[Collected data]
● ● ● ● ●

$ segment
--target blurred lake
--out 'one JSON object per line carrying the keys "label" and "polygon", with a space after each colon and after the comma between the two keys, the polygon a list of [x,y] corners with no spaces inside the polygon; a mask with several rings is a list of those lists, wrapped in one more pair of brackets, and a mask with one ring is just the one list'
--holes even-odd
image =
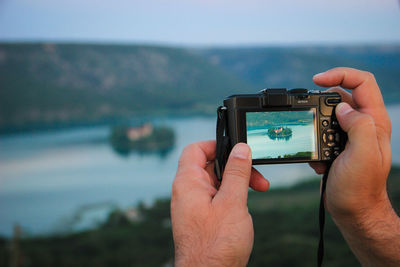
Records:
{"label": "blurred lake", "polygon": [[[400,164],[400,105],[390,106],[393,163]],[[176,144],[167,155],[121,157],[107,142],[106,126],[0,137],[0,235],[15,223],[28,234],[68,229],[77,211],[91,227],[107,209],[151,204],[168,197],[177,162],[187,144],[215,138],[214,117],[157,119],[175,130]],[[307,164],[258,166],[271,187],[288,186],[315,175]],[[86,212],[87,211],[87,212]],[[78,217],[79,217],[78,216]],[[86,216],[86,217],[85,217]],[[79,217],[79,218],[81,218]],[[82,219],[81,218],[81,219]]]}

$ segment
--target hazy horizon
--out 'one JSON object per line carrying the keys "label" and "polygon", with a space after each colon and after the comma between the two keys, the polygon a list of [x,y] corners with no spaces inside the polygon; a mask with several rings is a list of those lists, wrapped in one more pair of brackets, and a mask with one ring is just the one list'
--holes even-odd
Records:
{"label": "hazy horizon", "polygon": [[397,0],[0,0],[0,42],[399,44],[400,8]]}
{"label": "hazy horizon", "polygon": [[103,40],[53,40],[53,39],[12,39],[3,40],[0,44],[56,44],[56,45],[116,45],[116,46],[149,46],[194,49],[235,49],[235,48],[351,48],[351,47],[399,47],[399,41],[392,42],[296,42],[296,43],[232,43],[232,44],[178,44],[168,42],[141,42],[141,41],[103,41]]}

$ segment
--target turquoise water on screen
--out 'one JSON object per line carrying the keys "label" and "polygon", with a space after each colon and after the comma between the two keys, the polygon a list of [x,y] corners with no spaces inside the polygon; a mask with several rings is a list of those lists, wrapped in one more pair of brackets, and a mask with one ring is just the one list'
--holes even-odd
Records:
{"label": "turquoise water on screen", "polygon": [[272,140],[266,134],[269,127],[272,125],[248,130],[247,143],[251,148],[253,159],[278,158],[285,154],[316,151],[313,124],[288,125],[292,129],[292,137],[289,140]]}

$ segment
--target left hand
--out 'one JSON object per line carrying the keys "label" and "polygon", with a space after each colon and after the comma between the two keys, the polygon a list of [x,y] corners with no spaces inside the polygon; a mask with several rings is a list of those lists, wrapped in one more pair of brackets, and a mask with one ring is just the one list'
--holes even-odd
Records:
{"label": "left hand", "polygon": [[187,146],[172,187],[171,220],[175,266],[245,266],[254,230],[247,209],[249,185],[266,191],[269,183],[251,167],[247,144],[229,156],[221,186],[214,174],[215,141]]}

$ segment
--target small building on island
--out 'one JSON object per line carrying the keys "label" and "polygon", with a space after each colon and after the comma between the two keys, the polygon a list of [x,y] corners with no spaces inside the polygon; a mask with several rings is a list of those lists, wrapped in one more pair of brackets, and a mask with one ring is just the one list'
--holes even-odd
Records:
{"label": "small building on island", "polygon": [[268,129],[267,135],[272,140],[289,140],[292,137],[292,129],[283,126],[271,127]]}
{"label": "small building on island", "polygon": [[277,129],[274,129],[274,132],[275,132],[276,134],[279,134],[279,133],[281,133],[282,131],[283,131],[283,128],[282,128],[282,127],[277,128]]}
{"label": "small building on island", "polygon": [[165,155],[175,144],[175,134],[170,127],[154,126],[149,122],[141,126],[115,126],[111,129],[110,142],[122,156],[131,151]]}
{"label": "small building on island", "polygon": [[146,123],[140,127],[129,127],[126,131],[126,135],[130,141],[136,141],[150,136],[153,133],[153,130],[153,124]]}

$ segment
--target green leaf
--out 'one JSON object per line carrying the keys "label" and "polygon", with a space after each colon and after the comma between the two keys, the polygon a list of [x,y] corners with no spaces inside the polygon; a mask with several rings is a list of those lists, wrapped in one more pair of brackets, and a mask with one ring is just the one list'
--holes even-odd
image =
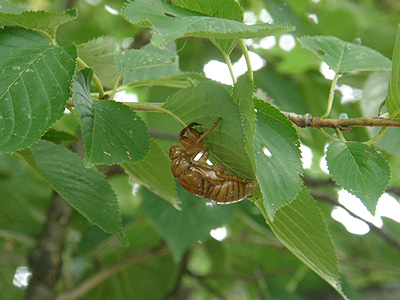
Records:
{"label": "green leaf", "polygon": [[44,212],[52,193],[39,174],[24,161],[15,155],[0,155],[1,230],[36,236],[43,226]]}
{"label": "green leaf", "polygon": [[18,6],[14,6],[7,1],[0,0],[0,12],[3,14],[20,14],[24,10]]}
{"label": "green leaf", "polygon": [[[299,57],[296,58],[299,59]],[[310,113],[299,82],[269,68],[258,70],[254,73],[254,78],[257,88],[266,92],[272,98],[273,104],[280,110],[295,111],[297,114]]]}
{"label": "green leaf", "polygon": [[147,45],[138,50],[124,50],[115,56],[115,65],[118,72],[127,72],[125,84],[181,73],[174,43],[162,48]]}
{"label": "green leaf", "polygon": [[292,203],[276,212],[274,221],[264,217],[276,237],[297,258],[347,299],[340,285],[332,239],[320,209],[305,187]]}
{"label": "green leaf", "polygon": [[295,29],[286,24],[245,25],[234,20],[205,16],[162,0],[128,2],[122,13],[134,25],[151,27],[151,41],[155,46],[187,36],[242,39],[275,35]]}
{"label": "green leaf", "polygon": [[332,36],[305,36],[301,45],[318,55],[336,73],[351,71],[388,71],[390,59],[378,51],[348,43]]}
{"label": "green leaf", "polygon": [[172,3],[207,16],[243,22],[243,9],[235,0],[172,0]]}
{"label": "green leaf", "polygon": [[147,45],[142,49],[124,50],[115,55],[115,65],[118,72],[126,72],[134,69],[153,68],[173,65],[178,67],[178,55],[175,44],[168,44],[164,48]]}
{"label": "green leaf", "polygon": [[144,121],[129,107],[90,96],[92,69],[78,72],[72,99],[85,141],[85,165],[138,162],[149,149]]}
{"label": "green leaf", "polygon": [[326,152],[329,173],[338,185],[360,198],[374,214],[389,184],[390,168],[384,154],[359,142],[332,142]]}
{"label": "green leaf", "polygon": [[262,100],[254,104],[257,181],[268,217],[273,220],[276,211],[290,203],[301,188],[300,141],[293,124],[278,109]]}
{"label": "green leaf", "polygon": [[254,155],[254,132],[255,132],[255,114],[253,105],[254,86],[250,77],[244,74],[232,90],[232,96],[236,100],[241,110],[244,124],[246,153],[250,159],[252,169],[256,169],[256,160]]}
{"label": "green leaf", "polygon": [[93,68],[101,83],[112,88],[118,78],[114,64],[114,55],[120,50],[118,41],[113,36],[101,36],[77,46],[79,57]]}
{"label": "green leaf", "polygon": [[9,7],[6,11],[0,10],[0,27],[7,25],[22,26],[53,34],[58,26],[75,20],[77,17],[78,10],[76,8],[68,9],[63,13],[50,13],[46,11],[22,11]]}
{"label": "green leaf", "polygon": [[210,238],[211,229],[227,224],[233,213],[233,206],[210,205],[181,187],[178,189],[180,211],[148,190],[142,189],[140,195],[146,217],[167,241],[175,261],[192,244]]}
{"label": "green leaf", "polygon": [[118,202],[103,174],[85,168],[78,155],[48,141],[20,155],[85,218],[126,244]]}
{"label": "green leaf", "polygon": [[55,144],[61,144],[62,142],[76,141],[76,136],[69,134],[68,132],[58,131],[50,128],[49,131],[42,136],[43,140],[53,142]]}
{"label": "green leaf", "polygon": [[0,153],[12,153],[63,116],[77,54],[21,27],[0,29],[0,53]]}
{"label": "green leaf", "polygon": [[[172,4],[210,17],[243,22],[243,9],[235,0],[174,0]],[[237,39],[212,39],[212,42],[229,55],[236,46]]]}
{"label": "green leaf", "polygon": [[63,116],[76,57],[36,31],[0,29],[0,153],[31,146]]}
{"label": "green leaf", "polygon": [[149,152],[141,162],[123,164],[122,167],[134,182],[178,207],[179,200],[176,195],[175,179],[171,172],[171,161],[154,139],[150,139]]}
{"label": "green leaf", "polygon": [[386,98],[386,106],[391,119],[398,118],[400,114],[400,24],[398,27],[392,56],[392,73],[390,74],[389,90]]}
{"label": "green leaf", "polygon": [[252,136],[253,133],[245,132],[241,109],[227,89],[216,82],[201,82],[195,88],[178,91],[163,107],[187,124],[202,124],[200,129],[203,131],[208,130],[221,117],[221,122],[205,141],[210,154],[233,175],[254,179],[255,172],[246,152],[246,136]]}

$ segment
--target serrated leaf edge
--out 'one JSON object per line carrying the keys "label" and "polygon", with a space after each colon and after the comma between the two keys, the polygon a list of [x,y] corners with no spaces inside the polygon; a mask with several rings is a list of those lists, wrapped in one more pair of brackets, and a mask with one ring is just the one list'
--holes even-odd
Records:
{"label": "serrated leaf edge", "polygon": [[[339,140],[335,140],[335,141],[339,141]],[[351,143],[351,142],[350,142],[350,143]],[[353,141],[353,143],[357,143],[357,142],[354,142],[354,141]],[[331,144],[332,144],[332,143],[331,143]],[[331,145],[331,144],[330,144],[330,145]],[[345,143],[345,144],[346,144],[346,147],[347,147],[347,143]],[[365,144],[363,144],[363,145],[365,145]],[[367,146],[367,145],[365,145],[365,146]],[[387,180],[386,180],[386,182],[385,182],[385,184],[384,184],[384,186],[387,187],[387,186],[389,185],[389,182],[390,182],[390,178],[391,178],[391,175],[392,175],[392,171],[391,171],[391,169],[390,169],[390,166],[389,166],[389,164],[388,164],[388,161],[387,161],[387,159],[386,159],[386,156],[385,156],[381,151],[379,151],[375,146],[373,146],[373,145],[368,145],[368,147],[372,148],[372,149],[375,150],[379,155],[381,155],[382,162],[385,163],[386,167],[387,167],[388,170],[389,170],[389,174],[388,174]],[[348,149],[348,147],[347,147],[347,149]],[[326,159],[326,157],[327,157],[327,155],[328,155],[329,150],[330,150],[330,149],[329,149],[329,146],[328,146],[328,147],[327,147],[327,150],[326,150],[326,153],[325,153],[325,159]],[[331,170],[330,170],[330,167],[329,167],[329,164],[328,164],[328,160],[327,160],[327,159],[326,159],[326,162],[327,162],[327,167],[328,167],[328,170],[329,170],[329,174],[331,175],[331,177],[332,177],[333,181],[336,183],[336,185],[338,185],[338,186],[341,187],[342,189],[346,190],[347,192],[349,192],[350,194],[352,194],[353,196],[355,196],[355,197],[358,198],[358,196],[357,196],[357,195],[354,195],[354,193],[353,193],[351,190],[348,190],[347,188],[345,188],[344,186],[342,186],[338,181],[336,181],[335,177],[331,174]],[[358,164],[357,164],[357,165],[358,165]],[[381,196],[383,195],[383,193],[385,192],[385,190],[386,190],[386,188],[383,189],[383,191],[382,191],[382,193],[381,193]],[[360,199],[360,200],[361,200],[362,204],[368,209],[368,206],[365,205],[363,199]],[[377,199],[377,202],[378,202],[378,200],[379,200],[379,198]],[[370,210],[368,209],[368,211],[370,211]],[[373,211],[373,212],[370,211],[370,212],[371,212],[372,214],[374,214],[375,211],[376,211],[376,206],[375,206],[375,208],[374,208],[374,211]]]}

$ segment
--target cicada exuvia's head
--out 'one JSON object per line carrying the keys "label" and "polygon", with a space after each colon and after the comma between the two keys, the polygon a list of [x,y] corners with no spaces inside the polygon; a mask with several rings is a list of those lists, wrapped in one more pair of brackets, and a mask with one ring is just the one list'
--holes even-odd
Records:
{"label": "cicada exuvia's head", "polygon": [[178,156],[181,156],[183,152],[184,149],[182,148],[182,146],[172,145],[171,148],[169,148],[169,158],[173,160]]}

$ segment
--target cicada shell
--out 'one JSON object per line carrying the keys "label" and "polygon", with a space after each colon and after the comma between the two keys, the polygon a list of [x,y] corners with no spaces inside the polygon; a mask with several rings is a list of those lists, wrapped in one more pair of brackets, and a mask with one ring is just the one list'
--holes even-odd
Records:
{"label": "cicada shell", "polygon": [[[249,197],[257,184],[251,180],[226,174],[221,165],[209,165],[209,150],[204,145],[204,138],[217,126],[217,122],[204,134],[201,134],[191,123],[179,133],[181,145],[172,145],[169,157],[172,160],[171,170],[180,185],[188,192],[211,200],[218,204],[228,204]],[[197,161],[195,157],[202,153]]]}

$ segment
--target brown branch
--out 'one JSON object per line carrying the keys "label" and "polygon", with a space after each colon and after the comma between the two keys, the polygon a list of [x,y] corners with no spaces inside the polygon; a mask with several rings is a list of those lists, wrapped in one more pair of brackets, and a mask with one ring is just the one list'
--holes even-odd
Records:
{"label": "brown branch", "polygon": [[350,130],[349,127],[400,127],[400,119],[390,120],[377,117],[352,118],[352,119],[324,119],[314,118],[310,114],[298,115],[282,112],[298,127],[309,128],[339,128],[342,131]]}
{"label": "brown branch", "polygon": [[168,299],[180,299],[181,297],[181,285],[182,285],[182,279],[187,271],[187,264],[189,262],[189,256],[191,254],[191,251],[188,250],[185,252],[185,254],[183,255],[183,258],[179,264],[179,269],[176,275],[176,279],[175,279],[175,284],[174,287],[171,289],[171,292],[169,292],[164,299],[168,300]]}
{"label": "brown branch", "polygon": [[71,206],[57,193],[47,212],[46,223],[29,256],[32,277],[25,299],[54,299],[54,286],[61,271],[61,252]]}
{"label": "brown branch", "polygon": [[[83,156],[82,136],[71,144],[73,152]],[[47,218],[35,248],[29,256],[29,266],[32,277],[25,293],[25,299],[54,299],[54,287],[59,279],[62,259],[61,253],[64,245],[72,208],[59,194],[53,195]]]}
{"label": "brown branch", "polygon": [[400,187],[398,187],[398,186],[389,186],[386,189],[386,192],[393,196],[396,196],[397,198],[400,197]]}
{"label": "brown branch", "polygon": [[[69,106],[73,107],[72,101],[68,101]],[[164,103],[143,102],[153,106],[163,106]],[[135,111],[162,113],[162,111],[151,108],[131,108]],[[400,119],[385,119],[379,117],[351,118],[351,119],[325,119],[313,117],[310,114],[298,115],[292,112],[281,111],[290,121],[298,127],[309,128],[339,128],[341,131],[349,131],[349,127],[400,127]]]}
{"label": "brown branch", "polygon": [[228,300],[228,298],[226,298],[220,291],[218,291],[217,289],[215,289],[212,285],[207,283],[207,277],[204,276],[199,276],[196,274],[193,274],[192,272],[190,272],[189,270],[186,270],[186,274],[191,276],[192,278],[196,279],[197,282],[204,287],[206,290],[208,290],[211,294],[215,295],[215,297],[217,299],[221,299],[221,300]]}
{"label": "brown branch", "polygon": [[95,275],[84,281],[77,288],[58,295],[56,300],[72,300],[81,298],[85,296],[88,292],[90,292],[92,289],[94,289],[96,286],[101,284],[103,281],[123,271],[124,269],[136,265],[142,261],[145,261],[146,259],[155,257],[157,255],[165,255],[168,254],[169,252],[170,252],[169,249],[163,245],[148,251],[144,251],[140,254],[132,255],[127,259],[124,259],[116,263],[115,265],[96,273]]}

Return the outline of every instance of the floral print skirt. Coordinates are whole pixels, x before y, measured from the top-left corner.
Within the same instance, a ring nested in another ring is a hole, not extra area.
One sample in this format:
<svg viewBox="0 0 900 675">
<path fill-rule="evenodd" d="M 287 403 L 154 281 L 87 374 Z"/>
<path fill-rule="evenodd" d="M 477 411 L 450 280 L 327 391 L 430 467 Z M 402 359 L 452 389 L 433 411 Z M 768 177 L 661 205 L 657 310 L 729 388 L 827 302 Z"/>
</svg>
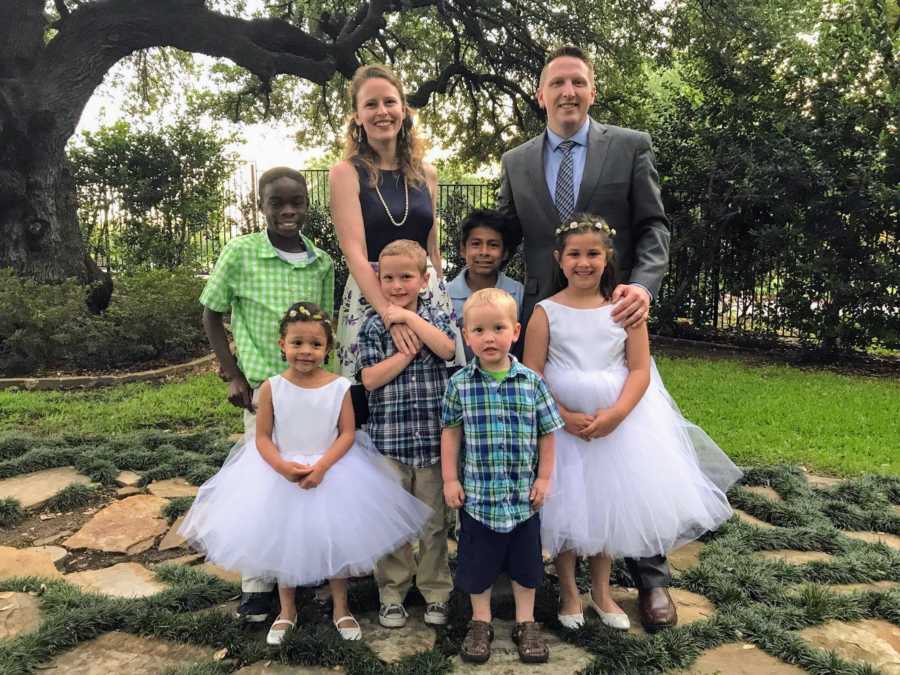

● ● ● ● ●

Read the records above. Show each line that has the string "rule".

= ANSWER TO THIS EXERCISE =
<path fill-rule="evenodd" d="M 287 403 L 154 281 L 87 374 Z"/>
<path fill-rule="evenodd" d="M 477 411 L 450 280 L 327 391 L 430 467 Z M 402 359 L 452 389 L 433 411 Z M 768 177 L 661 205 L 657 310 L 729 388 L 827 302 Z"/>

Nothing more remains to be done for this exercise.